Par conséquent, la seule façon pour les créateurs de s’engager de manière significative dans ce système est d’unir leurs forces et de travailler avec une société de gestion collective, une deuxième entité entre elles et leur public. Ces entreprises accorderont des licences, identifieront les contenus et et produiront des rapports au nom du créateur, et prendront une part des revenus. Cela sera particulièrement préjudiciable aux nouveaux artistes, qui négocieront des contrats avec les sociétés de gestion collective à un moment où leur pouvoir de négociation est à son plus bas. S’ils choisissent de ne pas travailler avec une société de gestion collective, les artistes sont seuls, négociant avec Google pour obtenir des revenus, en demandant à Google d’actualiser sa base de données pour empêcher que leur contenu soit publié par des tiers, en luttant contre de fausses revendications sur la propriété de leurs œuvres ou en tentant de faire annuler des retraits non justifiés.
Et pour couronner le tout, très peu d’entreprises sont en mesure de fournir la technologie nécessaire pour remplir les obligations de la directive en ce qui concerne le filtrage des téléchargements. Quiconque met en premier une image, un son ou un clip vidéo dans les bases de données de ces sociétés, aura le contrôle des utilisations, remixes ou parodies ultérieures. Par conséquent, les compagnies de filtrage seront une troisième nouvelle entité entre l’artiste et le public. Cela signifie qu’il y aura toujours un risque que quelqu’un fasse quelque chose de semblable à votre oeuvre, ce qui empêche votre contenu d’être disponible. Cela se produit déjà. Dans un exemple particulièrement absurde, trente secondes d’une vidéo de neuf minutes d’un microphone testé ont été “identifiées” par YouTube ContentID comme étant le travail créatif d’une autre personne – et bloquées.
En vertu de l’article 13, nous passons d’un Internet où les artistes peuvent se connecter à leur public selon leurs propres termes, à un monde où un artiste doit concéder sous licence ses droits à une société de gestion collective, qui concédera sous licence (ou non) ses droits à un nombre restreint de plateformes en ligne américaines, qui auront le droit et la possibilité de fixer les termes de l’accord. Parce que si un accord n’est pas conclu en faveur de la plateforme, la plateforme choisira simplement d’interdire la disponibilité du contenu.
Ce n’est pas une question de violation des droits d’auteur, mais de contrôle de l’expression.
Ce n’est pas une question d’infractions. En effet, les propositions relatives à l’article 13 ne font pratiquement aucune mention des infractions. Il s’agit d'”identification”. Il s’agit ici de donner du pouvoir et du contrôle à des intermédiaires comme les sociétés de gestion collective. Il s’agit ici de donner des obligations aux entreprises en ligne que seules les plus grandes auront les moyens de gérer. Le préjudice et le fardeau seront répercutés sur les individus. Nous devinerons ce qui sera permis ou non et nous nous autocensurerons, sachant que nous sommes impuissants face à la mainmise des géants de l’Internet sur les plateformes de publication.

Entrées
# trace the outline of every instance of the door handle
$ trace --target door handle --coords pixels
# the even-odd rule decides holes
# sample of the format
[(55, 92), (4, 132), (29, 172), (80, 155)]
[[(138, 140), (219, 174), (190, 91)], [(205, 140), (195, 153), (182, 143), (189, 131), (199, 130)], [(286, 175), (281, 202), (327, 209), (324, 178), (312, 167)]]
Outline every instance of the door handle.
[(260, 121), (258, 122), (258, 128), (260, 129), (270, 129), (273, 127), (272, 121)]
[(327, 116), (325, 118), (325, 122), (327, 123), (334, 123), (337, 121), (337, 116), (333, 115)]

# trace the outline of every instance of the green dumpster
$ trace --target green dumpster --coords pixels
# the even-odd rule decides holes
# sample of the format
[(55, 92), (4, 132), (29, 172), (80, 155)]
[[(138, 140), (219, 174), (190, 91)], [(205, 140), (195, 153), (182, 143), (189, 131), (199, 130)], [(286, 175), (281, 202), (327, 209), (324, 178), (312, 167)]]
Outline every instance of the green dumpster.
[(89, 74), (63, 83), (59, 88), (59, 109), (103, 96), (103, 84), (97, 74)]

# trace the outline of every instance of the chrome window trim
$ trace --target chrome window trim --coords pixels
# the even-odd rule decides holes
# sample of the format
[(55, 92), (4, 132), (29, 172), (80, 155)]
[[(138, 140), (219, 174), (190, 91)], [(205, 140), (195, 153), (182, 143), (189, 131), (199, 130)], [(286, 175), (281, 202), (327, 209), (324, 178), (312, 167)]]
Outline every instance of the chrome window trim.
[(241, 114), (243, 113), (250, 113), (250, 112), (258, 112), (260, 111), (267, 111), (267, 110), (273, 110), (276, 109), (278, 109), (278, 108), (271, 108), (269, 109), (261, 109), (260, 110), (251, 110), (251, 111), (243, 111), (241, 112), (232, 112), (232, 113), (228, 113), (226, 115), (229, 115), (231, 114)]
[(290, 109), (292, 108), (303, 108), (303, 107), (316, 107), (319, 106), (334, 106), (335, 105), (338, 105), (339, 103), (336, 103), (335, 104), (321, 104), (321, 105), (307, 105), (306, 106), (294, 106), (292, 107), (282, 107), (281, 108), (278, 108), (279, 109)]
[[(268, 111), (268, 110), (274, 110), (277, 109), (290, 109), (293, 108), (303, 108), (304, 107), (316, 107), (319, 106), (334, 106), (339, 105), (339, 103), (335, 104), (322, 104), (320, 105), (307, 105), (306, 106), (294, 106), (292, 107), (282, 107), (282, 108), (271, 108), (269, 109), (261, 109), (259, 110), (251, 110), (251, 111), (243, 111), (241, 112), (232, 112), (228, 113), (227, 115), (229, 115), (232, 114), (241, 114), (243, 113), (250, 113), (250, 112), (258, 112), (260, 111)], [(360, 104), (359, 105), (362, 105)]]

Consignes écrites
[1] D'après le document, qu'est-ce que YouTube ContentID a identifié dans la vidéo de neuf minutes d'un microphone testé, et qu'est-il arrivé à ce passage ?
[2] Reproduisez le passage du document allant de « Ce n’est pas une question de » jusqu'à « plateformes de publication. ».
Les entrées ne jouent aucun rôle ici.

Réponses
[1] Trente secondes de la vidéo ont été identifiées comme le travail créatif d'une autre personne, puis bloquées.

[2]
Ce n’est pas une question de violation des droits d’auteur, mais de contrôle de l’expression.
Ce n’est pas une question d’infractions. En effet, les propositions relatives à l’article 13 ne font pratiquement aucune mention des infractions. Il s’agit d'”identification”. Il s’agit ici de donner du pouvoir et du contrôle à des intermédiaires comme les sociétés de gestion collective. Il s’agit ici de donner des obligations aux entreprises en ligne que seules les plus grandes auront les moyens de gérer. Le préjudice et le fardeau seront répercutés sur les individus. Nous devinerons ce qui sera permis ou non et nous nous autocensurerons, sachant que nous sommes impuissants face à la mainmise des géants de l’Internet sur les plateformes de publication.